AIと検索についての文章の「近年のAI Overviews (旧SGE)」から「既存インフラ: Google のインフラは検索エンジンのような大規模分散システムを支えるために進化してきました。」までを、「後塵を拝している」を「遅れをとっている」に書き換えて示してください。

---------- ページ抜粋

JADEファウンダーの長山です。昨今、生成AIの台頭により、「SEOは終わるのか?」「AIが検索を置き換えるのか?」といった議論が活発になっています。しかし、この「AI 対 検索」という構図は、偽の対立軸だと考えます。本記事では、AIとSEO、そしてLLMO(LLM最適化)の真の関係性、Googleが描く未来、そしてそれらにどう向き合うべきか、JADE独自の「検索インタラクションモデル」というフレームワークを交えて考察します。
Googleが目指す「スタートレック・コンピュータ」
Googleは長らく、SFドラマ「スタートレック」に登場するような、自然言語で対話し、必要な情報を的確に提供してくれるコンピュータを目指してきました。これは、かつてGoogle検索部門を率いたアミット・シンガル氏が掲げたビジョンでもあります。アミットが退社してもう10年になりますが、Google の根本的なインフラや思想は、そこから変化していないと見ます。
近年のAI Overviews (旧SGE) やAIモードの導入は、突如現れたものではありません。これらは、生成AIという新しい技術を活用し、「スタートレック・コンピュータ」という長年の目標に近づくための、検索の延長線上にある進化と捉えるべきです。つまり、AIは検索と対立するものではなく、検索体験を向上させるための技術にすぎないのです。
真の対立軸は「Google 対 Google以外」
AIと検索の関係を考えると、真の対立軸は「Google 対 Google以外(OpenAI, Anthropicなど)」であると言えます。
当初、LLM(大規模言語モデル)の性能競争においては、OpenAIやAnthropicが先行し、Googleは後塵を拝していると見られていました。実際に、MMLUなどのベンチマークスコアでは、GPT-4などが高い性能を示していました。
しかし、戦いの舞台は単なるモデル性能から、「Webの情報をいかに効率よく収集・要約し、ユーザーに提供するか」という領域に移りつつあります。
クローリング問題とGoogleの構造的優位性
ここで問題となるのが、AIによるbotトラフィックの増大です。多くのAI検索エンジンやAIサービスは、最新の情報を得るためにWebサイトをクロールする必要がありますが、これがWebサイト運営者にとっては大きな負担となっています。
この状況は、皮肉にもGoogleに有利に働きます。なぜなら、Googleは以下の構造的な強みを持っているからです。
- 巨大な検索インデックス: Googleは既にWebの大部分をインデックス化しており、リアルタイムでクロールせずとも、既存のデータから情報を引き出せます。
- 高度なクロール技術: 長年の経験により、Webサイトに過度な負担をかけずに効率よくクロールする技術とノウハウを蓄積しています。
- 既存インフラ: Google のインフラは検索エンジンのような大規模分散システムを支えるために進化してきました。
実際、Google以外の「AI検索」の多くは、結局のところGoogleの検索結果をスクレイピングし、無断でデータを取得しているケースも少なくありません。Webサイト側から見れば、Google以外の無数のAIにクロールされるよりも、Googleに最適化する方が効率的であり、これが結果的にGoogleの優位性をさらに高めるのです。

--------------------
---------- 演習データ

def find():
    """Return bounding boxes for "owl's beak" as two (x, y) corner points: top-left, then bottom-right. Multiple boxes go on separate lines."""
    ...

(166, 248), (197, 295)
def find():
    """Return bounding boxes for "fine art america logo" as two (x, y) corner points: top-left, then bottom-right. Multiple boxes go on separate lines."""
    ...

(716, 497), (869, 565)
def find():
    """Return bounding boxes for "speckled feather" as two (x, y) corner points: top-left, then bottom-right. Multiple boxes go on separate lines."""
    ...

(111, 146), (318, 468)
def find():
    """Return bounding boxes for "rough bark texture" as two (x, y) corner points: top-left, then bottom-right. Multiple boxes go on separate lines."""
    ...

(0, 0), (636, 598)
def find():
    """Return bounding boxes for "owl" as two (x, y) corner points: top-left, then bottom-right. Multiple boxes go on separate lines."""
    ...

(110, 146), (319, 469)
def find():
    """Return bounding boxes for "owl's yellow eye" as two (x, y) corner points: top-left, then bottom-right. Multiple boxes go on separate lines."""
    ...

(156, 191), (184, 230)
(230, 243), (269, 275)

--------------------

§ **課題への回答**
近年のAI Overviews (旧SGE) やAIモードの導入は、突如現れたものではありません。これらは、生成AIという新しい技術を活用し、「スタートレック・コンピュータ」という長年の目標に近づくための、検索の延長線上にある進化と捉えるべきです。つまり、AIは検索と対立するものではなく、検索体験を向上させるための技術にすぎないのです。
真の対立軸は「Google 対 Google以外」
AIと検索の関係を考えると、真の対立軸は「Google 対 Google以外(OpenAI, Anthropicなど)」であると言えます。
当初、LLM(大規模言語モデル)の性能競争においては、OpenAIやAnthropicが先行し、Googleは遅れをとっていると見られていました。実際に、MMLUなどのベンチマークスコアでは、GPT-4などが高い性能を示していました。
しかし、戦いの舞台は単なるモデル性能から、「Webの情報をいかに効率よく収集・要約し、ユーザーに提供するか」という領域に移りつつあります。
クローリング問題とGoogleの構造的優位性
ここで問題となるのが、AIによるbotトラフィックの増大です。多くのAI検索エンジンやAIサービスは、最新の情報を得るためにWebサイトをクロールする必要がありますが、これがWebサイト運営者にとっては大きな負担となっています。
この状況は、皮肉にもGoogleに有利に働きます。なぜなら、Googleは以下の構造的な強みを持っているからです。
- 巨大な検索インデックス: Googleは既にWebの大部分をインデックス化しており、リアルタイムでクロールせずとも、既存のデータから情報を引き出せます。
- 高度なクロール技術: 長年の経験により、Webサイトに過度な負担をかけずに効率よくクロールする技術とノウハウを蓄積しています。
- 既存インフラ: Google のインフラは検索エンジンのような大規模分散システムを支えるために進化してきました。